Опубликовано в журнале Новый Журнал, номер 228, 2002
В этом городе я живу свыше пятидесяти лет. Говорят, что Нью-Йорк можно только любить или ненавидеть, или то и другое вместе. Но в нем можно жить как бы “вне города”, в своем маленьком районе, в своей квартирке, почти не общаясь с гигантским скопищем людей, образующим этот мегаполис. Часто я думаю – ведь это уму непостижимо! Младенец, родившийся в февральский день 1950 года, сейчас превратился в солидного господина с лысинкой и брюшком, женат, у него дети и внуки. Иными словами, он видел этот город глазами ребенка, подростка и зрелого человека и, думаю, воспринимал все по-разному. Мое не столько мнение, сколько ощущение Нью-Йорка тоже менялось.
Нью-Йорк меня восхищал, возмущал, наводил тоску, создавал во мне чувство безысходности и, наконец, безразличия, а потом, неожиданно, робких надежд, радости и нежной любви. Нью-Йорк встретил меня звуками музыки и барабанным боем – праздновался День Перемирия 11 ноября 1918 года, конца Первой мировой войны. Впоследствии этот праздник был переименован в День Ветеранов и перенесен на ближайший понедельник, что лишило его какой-то торжественности. Но тогда кончался 1949 год. Я вышел на Пятую авеню, увидел парад, услышал барабанщиков (все они были черные), взглянул на небоскребы и решил, что в этом городе жить можно. Получив грязную, но по тем временам неплохо оплачиваемую работу печатника в мастерской шелкографии, я перебрался в Нью-Йорк в самом начале года и снял комнату в верхней части Манхеттена. Первое, что меня поразило, – это пожарные лестницы на фасадах домов. Они были уродливы и придавали домам какой-то неодетый вид, как будто это мужчины, никогда не надевающие пиджаков и всегда гуляющие в подтяжках. “Город в подтяжках”, решил я. Конечно, в хороших районах никаких пожарных лестниц не увидишь, но я там не жил.
**********
### Цель задания
Перепечатайте без изменений отрывок из приведенного выше текста о Нью-Йорке между словами «Опубликовано в журнале» и «Нью-Йорка тоже менялось.» включительно.

Элементы разметки контуров:
**********
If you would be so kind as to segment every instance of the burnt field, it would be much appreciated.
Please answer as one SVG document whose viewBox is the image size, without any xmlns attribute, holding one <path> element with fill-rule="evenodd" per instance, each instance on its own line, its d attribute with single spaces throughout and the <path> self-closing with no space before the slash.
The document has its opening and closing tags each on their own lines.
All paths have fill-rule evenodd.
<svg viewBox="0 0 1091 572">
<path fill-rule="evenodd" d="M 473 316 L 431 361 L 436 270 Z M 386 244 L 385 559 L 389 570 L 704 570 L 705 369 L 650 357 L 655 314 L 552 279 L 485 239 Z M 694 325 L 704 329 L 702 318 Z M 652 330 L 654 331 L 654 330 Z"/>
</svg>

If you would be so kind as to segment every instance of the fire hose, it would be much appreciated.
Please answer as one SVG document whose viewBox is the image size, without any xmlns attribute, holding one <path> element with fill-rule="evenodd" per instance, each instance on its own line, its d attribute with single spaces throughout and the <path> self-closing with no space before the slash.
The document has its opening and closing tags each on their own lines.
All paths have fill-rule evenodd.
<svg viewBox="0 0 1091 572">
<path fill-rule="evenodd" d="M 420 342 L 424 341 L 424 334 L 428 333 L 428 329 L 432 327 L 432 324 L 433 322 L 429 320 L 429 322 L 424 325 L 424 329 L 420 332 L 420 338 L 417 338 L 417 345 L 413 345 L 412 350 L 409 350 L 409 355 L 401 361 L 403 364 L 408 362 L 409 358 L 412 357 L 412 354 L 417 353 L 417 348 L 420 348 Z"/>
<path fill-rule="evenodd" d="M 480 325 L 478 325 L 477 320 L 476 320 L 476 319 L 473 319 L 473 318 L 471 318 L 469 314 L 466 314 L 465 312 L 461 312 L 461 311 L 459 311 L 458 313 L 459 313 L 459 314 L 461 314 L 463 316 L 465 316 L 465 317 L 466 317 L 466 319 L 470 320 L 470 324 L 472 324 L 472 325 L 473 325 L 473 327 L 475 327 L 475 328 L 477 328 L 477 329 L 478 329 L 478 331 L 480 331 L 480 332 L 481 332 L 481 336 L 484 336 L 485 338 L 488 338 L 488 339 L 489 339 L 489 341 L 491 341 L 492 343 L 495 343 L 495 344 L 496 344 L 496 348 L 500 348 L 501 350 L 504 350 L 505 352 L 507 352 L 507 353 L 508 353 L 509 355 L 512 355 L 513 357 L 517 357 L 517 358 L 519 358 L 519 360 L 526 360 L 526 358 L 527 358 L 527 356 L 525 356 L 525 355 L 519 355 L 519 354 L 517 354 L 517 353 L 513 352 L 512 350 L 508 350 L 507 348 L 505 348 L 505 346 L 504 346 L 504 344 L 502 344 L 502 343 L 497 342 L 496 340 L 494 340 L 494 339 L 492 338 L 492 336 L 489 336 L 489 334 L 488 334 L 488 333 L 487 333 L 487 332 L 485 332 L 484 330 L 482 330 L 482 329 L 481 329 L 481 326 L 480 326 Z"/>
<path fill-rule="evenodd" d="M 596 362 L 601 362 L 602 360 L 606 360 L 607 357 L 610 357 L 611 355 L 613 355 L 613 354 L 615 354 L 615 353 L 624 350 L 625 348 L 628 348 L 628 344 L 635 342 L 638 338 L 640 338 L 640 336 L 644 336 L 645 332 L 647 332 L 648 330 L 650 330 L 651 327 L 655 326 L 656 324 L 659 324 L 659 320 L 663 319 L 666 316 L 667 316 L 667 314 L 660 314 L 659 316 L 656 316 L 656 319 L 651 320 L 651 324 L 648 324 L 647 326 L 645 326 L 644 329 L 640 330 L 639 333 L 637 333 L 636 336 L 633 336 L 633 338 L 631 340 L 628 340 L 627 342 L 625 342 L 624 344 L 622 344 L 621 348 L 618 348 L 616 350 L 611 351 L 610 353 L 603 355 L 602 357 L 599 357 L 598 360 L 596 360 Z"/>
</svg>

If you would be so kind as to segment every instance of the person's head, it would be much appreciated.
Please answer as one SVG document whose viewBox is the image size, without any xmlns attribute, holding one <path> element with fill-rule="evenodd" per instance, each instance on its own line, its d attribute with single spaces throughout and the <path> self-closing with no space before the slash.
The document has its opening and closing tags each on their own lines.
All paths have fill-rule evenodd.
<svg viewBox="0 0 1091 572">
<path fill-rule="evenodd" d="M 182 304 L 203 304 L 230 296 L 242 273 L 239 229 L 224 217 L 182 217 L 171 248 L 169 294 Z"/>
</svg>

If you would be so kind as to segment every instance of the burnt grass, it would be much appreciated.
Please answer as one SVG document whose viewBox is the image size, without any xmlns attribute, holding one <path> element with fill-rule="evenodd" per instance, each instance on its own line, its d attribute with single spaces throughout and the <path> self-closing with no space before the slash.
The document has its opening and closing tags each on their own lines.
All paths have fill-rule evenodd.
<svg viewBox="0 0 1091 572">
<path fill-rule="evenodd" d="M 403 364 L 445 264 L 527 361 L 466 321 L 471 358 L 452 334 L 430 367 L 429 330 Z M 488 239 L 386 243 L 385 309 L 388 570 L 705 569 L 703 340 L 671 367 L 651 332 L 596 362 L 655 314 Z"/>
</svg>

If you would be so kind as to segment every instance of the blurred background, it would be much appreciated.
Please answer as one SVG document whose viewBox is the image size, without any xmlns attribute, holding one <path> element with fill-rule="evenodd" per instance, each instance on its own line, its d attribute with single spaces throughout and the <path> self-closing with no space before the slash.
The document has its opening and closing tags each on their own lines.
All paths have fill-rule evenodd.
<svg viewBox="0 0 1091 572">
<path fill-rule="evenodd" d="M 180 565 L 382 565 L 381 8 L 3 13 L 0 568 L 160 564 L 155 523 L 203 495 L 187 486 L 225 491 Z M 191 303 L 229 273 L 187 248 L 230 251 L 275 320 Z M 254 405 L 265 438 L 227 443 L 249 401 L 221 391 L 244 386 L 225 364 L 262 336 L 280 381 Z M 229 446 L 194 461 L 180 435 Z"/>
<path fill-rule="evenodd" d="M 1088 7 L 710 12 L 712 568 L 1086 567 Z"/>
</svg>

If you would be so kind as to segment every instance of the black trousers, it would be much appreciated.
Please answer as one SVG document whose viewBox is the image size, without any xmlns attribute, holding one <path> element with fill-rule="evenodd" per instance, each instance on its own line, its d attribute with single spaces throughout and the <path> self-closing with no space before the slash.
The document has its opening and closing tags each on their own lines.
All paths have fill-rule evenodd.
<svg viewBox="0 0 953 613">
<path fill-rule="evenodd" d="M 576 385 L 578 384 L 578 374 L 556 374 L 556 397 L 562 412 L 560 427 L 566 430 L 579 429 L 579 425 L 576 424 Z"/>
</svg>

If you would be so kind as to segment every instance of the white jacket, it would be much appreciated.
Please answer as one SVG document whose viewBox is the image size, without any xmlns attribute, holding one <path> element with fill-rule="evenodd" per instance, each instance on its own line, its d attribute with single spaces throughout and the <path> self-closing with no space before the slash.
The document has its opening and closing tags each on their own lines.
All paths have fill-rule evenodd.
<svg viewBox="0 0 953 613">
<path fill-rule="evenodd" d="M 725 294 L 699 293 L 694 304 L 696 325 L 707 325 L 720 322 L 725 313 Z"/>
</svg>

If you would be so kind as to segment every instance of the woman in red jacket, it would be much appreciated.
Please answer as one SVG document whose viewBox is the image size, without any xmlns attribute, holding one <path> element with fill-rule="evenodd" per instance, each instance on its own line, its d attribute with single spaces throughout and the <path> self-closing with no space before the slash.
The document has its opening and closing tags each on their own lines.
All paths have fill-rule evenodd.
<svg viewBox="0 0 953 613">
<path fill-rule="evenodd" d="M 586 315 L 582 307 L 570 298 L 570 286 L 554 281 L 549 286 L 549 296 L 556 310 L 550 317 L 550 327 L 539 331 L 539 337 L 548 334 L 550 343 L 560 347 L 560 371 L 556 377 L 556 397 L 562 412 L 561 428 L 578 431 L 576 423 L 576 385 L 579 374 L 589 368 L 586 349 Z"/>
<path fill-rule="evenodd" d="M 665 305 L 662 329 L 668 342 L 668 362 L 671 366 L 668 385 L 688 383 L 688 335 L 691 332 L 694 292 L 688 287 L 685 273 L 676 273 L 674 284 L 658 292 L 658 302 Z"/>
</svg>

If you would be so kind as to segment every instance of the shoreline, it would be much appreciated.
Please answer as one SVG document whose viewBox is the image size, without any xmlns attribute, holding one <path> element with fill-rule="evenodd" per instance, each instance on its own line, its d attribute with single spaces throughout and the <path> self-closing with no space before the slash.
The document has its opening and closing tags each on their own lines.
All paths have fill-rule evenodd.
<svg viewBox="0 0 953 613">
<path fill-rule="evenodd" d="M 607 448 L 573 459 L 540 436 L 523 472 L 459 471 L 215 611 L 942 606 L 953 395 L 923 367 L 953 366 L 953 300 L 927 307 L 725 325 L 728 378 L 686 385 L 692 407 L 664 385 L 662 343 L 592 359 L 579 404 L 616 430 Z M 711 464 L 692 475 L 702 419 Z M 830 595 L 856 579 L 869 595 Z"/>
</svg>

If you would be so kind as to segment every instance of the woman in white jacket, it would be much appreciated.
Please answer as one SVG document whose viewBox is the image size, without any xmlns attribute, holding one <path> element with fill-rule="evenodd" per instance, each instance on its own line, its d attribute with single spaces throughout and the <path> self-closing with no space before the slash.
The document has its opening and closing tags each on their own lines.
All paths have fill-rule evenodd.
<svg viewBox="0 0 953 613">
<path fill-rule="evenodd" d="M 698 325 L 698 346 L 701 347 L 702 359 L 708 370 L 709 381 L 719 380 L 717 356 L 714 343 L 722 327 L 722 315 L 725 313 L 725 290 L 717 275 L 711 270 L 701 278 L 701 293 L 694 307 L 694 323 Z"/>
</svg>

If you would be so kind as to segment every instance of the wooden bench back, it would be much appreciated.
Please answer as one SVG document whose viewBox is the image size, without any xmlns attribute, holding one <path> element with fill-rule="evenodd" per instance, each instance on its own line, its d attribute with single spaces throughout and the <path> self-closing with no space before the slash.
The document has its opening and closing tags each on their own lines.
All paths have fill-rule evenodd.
**********
### Ответ к задаче
Опубликовано в журнале Новый Журнал, номер 228, 2002
В этом городе я живу свыше пятидесяти лет. Говорят, что Нью-Йорк можно только любить или ненавидеть, или то и другое вместе. Но в нем можно жить как бы “вне города”, в своем маленьком районе, в своей квартирке, почти не общаясь с гигантским скопищем людей, образующим этот мегаполис. Часто я думаю – ведь это уму непостижимо! Младенец, родившийся в февральский день 1950 года, сейчас превратился в солидного господина с лысинкой и брюшком, женат, у него дети и внуки. Иными словами, он видел этот город глазами ребенка, подростка и зрелого человека и, думаю, воспринимал все по-разному. Мое не столько мнение, сколько ощущение Нью-Йорка тоже менялось.